§ TEXT TO READ:
◆ ◆ ◆ ◆

No indeed. Given the differences in the (multiple) roles of each, it requires
tortured construction to say that what they define is in any sense at all the
'same'. Actually, the root element GI and the DOCTYPE name do not 'define'
anything. Each is a lexical anchor or identifier to which content models,
schemata, and processing strategies--which go further in attempting to define
something--might be attached, which was my particular point.
> That is to say, the GI of the root element, particularly when the element is
> namespace qualified, points to the namespace as 'half' of the type and the
> 'local name' which is qualified by the namespace, as the other 'half'.
Taking 'namespace' here in the purely lexical sense employed by "Namespaces in
XML", this is of course true, but it means no more than that, to a
namespace-aware processor, the lexical anchor provided by the root element GI is
simply one component of a larger lexical anchor.
> DOCTYPE however, allows the document instance to have a particular association
> of root element name and a DTD. Presumably the DTD _could_ change from
> instance to instance. In practice, DTDs, when they do change, may change over
> the lifespan of an instance, e.g. during edit mode, and are more properly
> associated with the how the document is to be processed, rather than some
> 'instrinsic' property of the instance itself. I suspect that you would agree
> with this, as I am restating the 'local control' position.
Yes, of course. To me the obvious way to accomplish this is by versioning
expressed in the namespace portion of 'lexical' namespacing.
> The question is whether a non-DTD hardwired replacement for DOCTYPE would be
> useful http://lists.xml.org/archives/xml-dev/200201/msg01278.html
Yes, of course, and RDDL is a mechanism well-suited for pointing to such
DOCTYPEs and thereby asserting the association. You and I are clearly in
agreement here, as I hope we continue to be when I insist that such a mechanism
for associating DOCTYPEs or DOCTYPE replacements with both the lexical root
element GI and with document instances exhibiting that GI needs to permit
many-to-many (to-many) relationships.

◆ ◆ ◆ ◆

§ STORED ROWS:

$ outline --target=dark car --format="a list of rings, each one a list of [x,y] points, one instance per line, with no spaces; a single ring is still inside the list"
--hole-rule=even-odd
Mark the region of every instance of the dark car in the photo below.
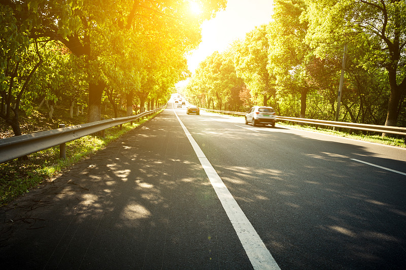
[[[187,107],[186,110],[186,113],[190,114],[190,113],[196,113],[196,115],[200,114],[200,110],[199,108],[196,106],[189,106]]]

◆ ◆ ◆ ◆

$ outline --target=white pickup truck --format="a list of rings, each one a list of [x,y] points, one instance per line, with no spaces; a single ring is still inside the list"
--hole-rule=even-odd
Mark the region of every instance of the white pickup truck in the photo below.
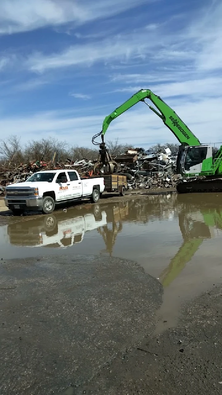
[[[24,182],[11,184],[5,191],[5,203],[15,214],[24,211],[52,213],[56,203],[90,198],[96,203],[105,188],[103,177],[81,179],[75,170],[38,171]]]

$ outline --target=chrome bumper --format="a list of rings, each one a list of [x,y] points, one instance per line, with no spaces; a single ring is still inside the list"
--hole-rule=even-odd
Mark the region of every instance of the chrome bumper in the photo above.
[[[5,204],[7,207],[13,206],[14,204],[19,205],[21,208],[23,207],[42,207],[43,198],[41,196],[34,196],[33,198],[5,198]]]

◆ ◆ ◆ ◆

§ OBJECTIVE:
Return the full passage above on DOCTYPE and root element GIs, word for word.

§ RESPONSE TO THE EXERCISE:
No indeed. Given the differences in the (multiple) roles of each, it requires
tortured construction to say that what they define is in any sense at all the
'same'. Actually, the root element GI and the DOCTYPE name do not 'define'
anything. Each is a lexical anchor or identifier to which content models,
schemata, and processing strategies--which go further in attempting to define
something--might be attached, which was my particular point.
> That is to say, the GI of the root element, particularly when the element is
> namespace qualified, points to the namespace as 'half' of the type and the
> 'local name' which is qualified by the namespace, as the other 'half'.
Taking 'namespace' here in the purely lexical sense employed by "Namespaces in
XML", this is of course true, but it means no more than that, to a
namespace-aware processor, the lexical anchor provided by the root element GI is
simply one component of a larger lexical anchor.
> DOCTYPE however, allows the document instance to have a particular association
> of root element name and a DTD. Presumably the DTD _could_ change from
> instance to instance. In practice, DTDs, when they do change, may change over
> the lifespan of an instance, e.g. during edit mode, and are more properly
> associated with the how the document is to be processed, rather than some
> 'instrinsic' property of the instance itself. I suspect that you would agree
> with this, as I am restating the 'local control' position.
Yes, of course. To me the obvious way to accomplish this is by versioning
expressed in the namespace portion of 'lexical' namespacing.
> The question is whether a non-DTD hardwired replacement for DOCTYPE would be
> useful http://lists.xml.org/archives/xml-dev/200201/msg01278.html
Yes, of course, and RDDL is a mechanism well-suited for pointing to such
DOCTYPEs and thereby asserting the association. You and I are clearly in
agreement here, as I hope we continue to be when I insist that such a mechanism
for associating DOCTYPEs or DOCTYPE replacements with both the lexical root
element GI and with document instances exhibiting that GI needs to permit
many-to-many (to-many) relationships.